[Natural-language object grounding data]

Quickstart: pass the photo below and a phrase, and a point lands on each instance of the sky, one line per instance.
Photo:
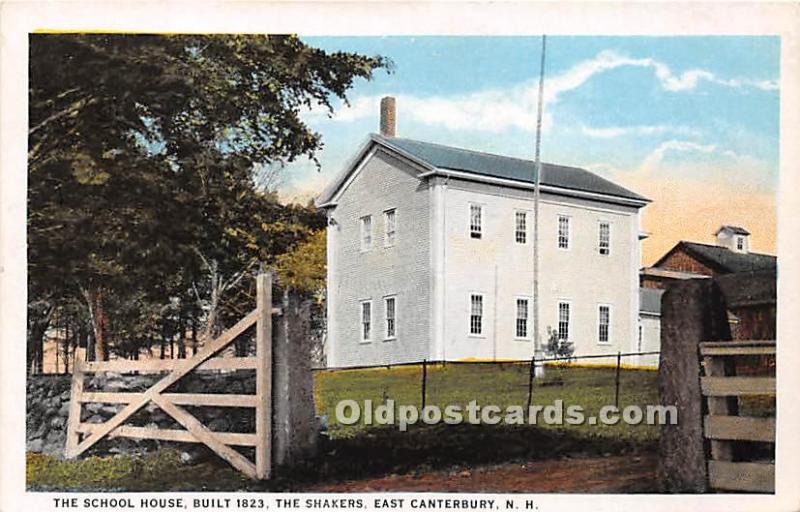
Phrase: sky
(690, 122)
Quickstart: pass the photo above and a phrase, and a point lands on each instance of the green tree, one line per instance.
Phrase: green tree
(143, 154)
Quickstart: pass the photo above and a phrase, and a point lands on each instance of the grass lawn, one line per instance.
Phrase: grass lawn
(357, 452)
(502, 385)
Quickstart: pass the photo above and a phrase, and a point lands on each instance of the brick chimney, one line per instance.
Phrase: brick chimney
(388, 116)
(735, 238)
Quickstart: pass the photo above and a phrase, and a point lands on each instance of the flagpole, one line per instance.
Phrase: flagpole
(537, 346)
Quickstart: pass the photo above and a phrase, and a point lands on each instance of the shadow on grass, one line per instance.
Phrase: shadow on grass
(376, 453)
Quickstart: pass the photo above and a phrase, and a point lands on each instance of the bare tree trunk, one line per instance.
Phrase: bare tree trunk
(194, 335)
(37, 327)
(181, 338)
(67, 338)
(99, 322)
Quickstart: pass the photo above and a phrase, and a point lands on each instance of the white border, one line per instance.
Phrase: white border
(327, 18)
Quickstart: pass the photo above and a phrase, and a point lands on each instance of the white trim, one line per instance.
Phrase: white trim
(526, 231)
(559, 216)
(568, 302)
(330, 293)
(529, 319)
(610, 307)
(481, 223)
(361, 232)
(544, 188)
(386, 243)
(482, 334)
(600, 222)
(386, 318)
(361, 338)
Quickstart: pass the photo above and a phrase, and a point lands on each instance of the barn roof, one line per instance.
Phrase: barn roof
(747, 289)
(722, 259)
(650, 300)
(733, 229)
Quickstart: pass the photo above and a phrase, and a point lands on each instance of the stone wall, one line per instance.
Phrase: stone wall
(47, 411)
(295, 427)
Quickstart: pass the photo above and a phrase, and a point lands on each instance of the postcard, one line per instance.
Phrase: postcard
(398, 256)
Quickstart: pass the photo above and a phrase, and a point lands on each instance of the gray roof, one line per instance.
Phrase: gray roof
(735, 229)
(747, 289)
(498, 166)
(724, 260)
(650, 300)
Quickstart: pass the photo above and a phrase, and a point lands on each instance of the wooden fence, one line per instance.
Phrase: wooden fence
(724, 427)
(82, 436)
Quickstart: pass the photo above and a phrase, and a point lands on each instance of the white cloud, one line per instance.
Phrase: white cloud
(496, 110)
(657, 156)
(609, 132)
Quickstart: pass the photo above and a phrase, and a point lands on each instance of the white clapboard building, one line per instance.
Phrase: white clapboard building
(430, 256)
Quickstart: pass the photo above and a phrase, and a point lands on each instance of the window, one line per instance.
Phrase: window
(366, 232)
(390, 311)
(475, 220)
(476, 314)
(563, 321)
(389, 225)
(366, 320)
(563, 232)
(639, 344)
(520, 227)
(603, 323)
(605, 238)
(521, 327)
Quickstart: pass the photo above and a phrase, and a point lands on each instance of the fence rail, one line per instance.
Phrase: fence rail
(435, 379)
(82, 436)
(724, 427)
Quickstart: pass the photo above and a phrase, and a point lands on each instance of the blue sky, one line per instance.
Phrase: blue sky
(638, 110)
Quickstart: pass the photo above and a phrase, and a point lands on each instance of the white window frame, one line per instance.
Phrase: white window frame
(389, 237)
(569, 232)
(482, 333)
(366, 239)
(569, 319)
(608, 327)
(528, 316)
(386, 334)
(524, 230)
(361, 322)
(479, 225)
(600, 225)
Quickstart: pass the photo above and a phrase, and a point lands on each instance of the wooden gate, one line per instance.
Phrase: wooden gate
(82, 436)
(723, 426)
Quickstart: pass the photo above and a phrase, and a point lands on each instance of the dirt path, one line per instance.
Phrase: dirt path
(582, 475)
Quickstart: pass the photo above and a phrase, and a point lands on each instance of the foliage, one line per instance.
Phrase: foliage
(145, 155)
(303, 268)
(557, 347)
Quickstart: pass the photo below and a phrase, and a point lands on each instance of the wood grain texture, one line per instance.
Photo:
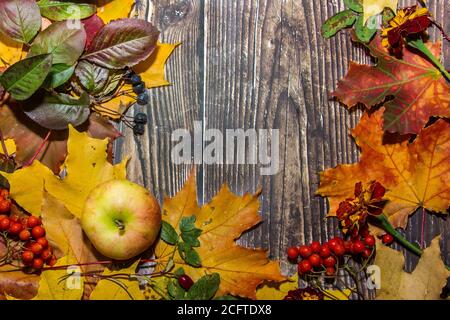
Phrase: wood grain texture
(261, 64)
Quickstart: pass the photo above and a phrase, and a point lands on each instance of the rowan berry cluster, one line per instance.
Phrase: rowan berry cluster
(29, 232)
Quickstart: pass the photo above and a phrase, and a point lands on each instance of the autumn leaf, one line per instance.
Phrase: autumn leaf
(86, 167)
(112, 10)
(152, 69)
(418, 89)
(29, 136)
(222, 220)
(122, 288)
(415, 174)
(277, 291)
(66, 236)
(373, 7)
(424, 283)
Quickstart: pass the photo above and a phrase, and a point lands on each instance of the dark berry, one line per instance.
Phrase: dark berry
(138, 129)
(143, 98)
(140, 118)
(139, 88)
(185, 282)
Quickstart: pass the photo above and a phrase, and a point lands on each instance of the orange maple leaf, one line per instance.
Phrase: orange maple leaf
(415, 174)
(418, 89)
(222, 220)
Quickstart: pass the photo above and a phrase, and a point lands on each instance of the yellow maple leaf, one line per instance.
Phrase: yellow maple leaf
(61, 284)
(277, 291)
(152, 69)
(415, 174)
(10, 51)
(424, 283)
(122, 288)
(373, 7)
(222, 220)
(10, 147)
(112, 10)
(86, 167)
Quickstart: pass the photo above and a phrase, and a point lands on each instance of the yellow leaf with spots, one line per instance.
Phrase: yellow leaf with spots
(85, 167)
(10, 51)
(222, 221)
(112, 10)
(61, 284)
(373, 7)
(152, 69)
(424, 283)
(119, 287)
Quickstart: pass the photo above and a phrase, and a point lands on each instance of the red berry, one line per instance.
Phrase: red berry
(330, 271)
(315, 246)
(185, 282)
(304, 267)
(369, 240)
(358, 246)
(325, 251)
(292, 253)
(15, 228)
(367, 253)
(387, 239)
(24, 235)
(315, 260)
(329, 262)
(38, 263)
(5, 206)
(4, 224)
(305, 251)
(27, 256)
(38, 232)
(46, 254)
(339, 250)
(36, 248)
(43, 242)
(33, 221)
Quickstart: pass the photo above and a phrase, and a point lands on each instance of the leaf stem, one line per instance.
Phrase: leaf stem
(420, 45)
(387, 226)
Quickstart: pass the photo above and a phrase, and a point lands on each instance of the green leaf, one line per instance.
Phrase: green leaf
(338, 22)
(25, 77)
(59, 74)
(205, 288)
(122, 43)
(20, 19)
(168, 233)
(57, 111)
(188, 254)
(66, 44)
(354, 5)
(175, 290)
(364, 33)
(60, 11)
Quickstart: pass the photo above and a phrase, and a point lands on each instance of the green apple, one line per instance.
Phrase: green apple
(121, 218)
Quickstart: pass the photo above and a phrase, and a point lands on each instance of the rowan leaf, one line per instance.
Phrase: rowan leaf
(424, 283)
(418, 89)
(20, 20)
(373, 7)
(25, 77)
(222, 220)
(60, 11)
(110, 10)
(415, 174)
(29, 136)
(122, 43)
(118, 289)
(63, 42)
(86, 167)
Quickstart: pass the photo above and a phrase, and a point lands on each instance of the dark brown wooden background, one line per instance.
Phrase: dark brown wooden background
(260, 64)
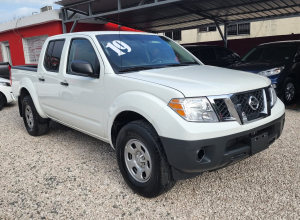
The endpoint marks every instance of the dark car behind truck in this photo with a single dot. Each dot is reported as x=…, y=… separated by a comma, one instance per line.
x=280, y=62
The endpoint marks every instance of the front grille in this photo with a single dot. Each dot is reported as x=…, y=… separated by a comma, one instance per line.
x=243, y=99
x=240, y=102
x=222, y=107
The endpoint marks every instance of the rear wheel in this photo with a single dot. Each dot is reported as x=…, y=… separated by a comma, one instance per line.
x=31, y=118
x=2, y=101
x=289, y=91
x=142, y=160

* _Your assignment_
Leave every picture out and copy precisely the lines from the one containing "Phrase: rowan leaf" through the last line of the data above, both ends included.

* _Answer space_
Phrase: rowan leaf
(424, 283)
(418, 89)
(20, 20)
(373, 7)
(25, 77)
(222, 220)
(60, 11)
(110, 10)
(415, 174)
(29, 136)
(122, 43)
(118, 289)
(63, 42)
(86, 167)
Quickstart: pass the photo above and a phrase, and a point lands on each instance of the dark brown wooden background, one line per instance.
Phrase: dark brown wooden background
(260, 64)
The endpoint marks every instance of the dark car behind truck in this photo with a single dot. Each dot is reported as x=…, y=… separated by a comma, one instance per line.
x=280, y=62
The endpoint marks every instance of the front grille in this photo with a single dot. Each dot is reported as x=…, y=… separated by a comma, one instance per line.
x=243, y=99
x=240, y=102
x=222, y=107
The endpoint marks every instance of the rear wheel in this photo with a single dot. Each dot is reported as x=…, y=… separated by a comma, one instance per line.
x=31, y=118
x=2, y=101
x=289, y=91
x=142, y=160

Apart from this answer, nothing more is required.